━━━━━ MATERIAL FOR THIS EXERCISE
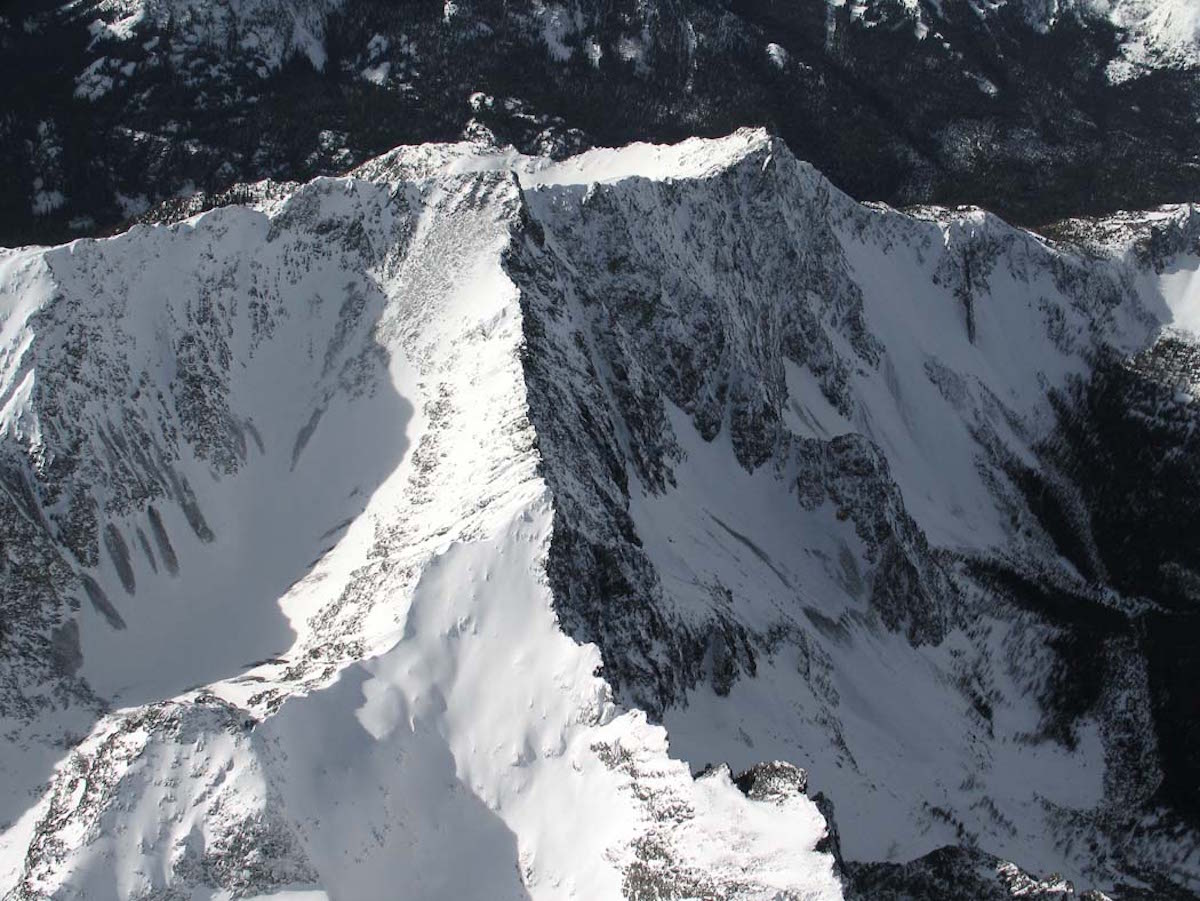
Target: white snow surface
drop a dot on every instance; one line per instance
(360, 667)
(352, 679)
(270, 30)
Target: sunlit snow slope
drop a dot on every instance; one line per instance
(354, 540)
(279, 469)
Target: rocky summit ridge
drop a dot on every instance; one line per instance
(484, 508)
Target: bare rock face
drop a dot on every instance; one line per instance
(465, 506)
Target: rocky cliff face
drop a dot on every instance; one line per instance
(401, 518)
(1033, 109)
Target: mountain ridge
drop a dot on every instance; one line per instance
(655, 431)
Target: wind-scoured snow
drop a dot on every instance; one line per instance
(327, 664)
(373, 510)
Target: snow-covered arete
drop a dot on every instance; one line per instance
━━━━━━━━━━
- _ABOUT THIS EXERCISE_: Each entry above should be written out verbatim, minus its pictures.

- _WORKED SOLUTION_:
Target: white snow surface
drop a dot on every instance; one line per instance
(360, 667)
(352, 679)
(270, 30)
Target: sunlit snow slope
drop a dot on every instance; one line per instance
(354, 540)
(279, 469)
Target: rocky summit ridge
drop a dot on every instance; one line per instance
(484, 508)
Target: bare rock face
drop a dot on every instance; one line per instance
(465, 506)
Target: rocky cliff face
drop a dot on every instance; one line per instance
(401, 518)
(1033, 109)
Target: mountain ridge
drop a dot on every instance; one line per instance
(655, 431)
Target: wind-scoured snow
drop a dot on every instance; one line per instance
(327, 664)
(373, 510)
Target: snow-covered arete
drop a dot on every instance; one line per instance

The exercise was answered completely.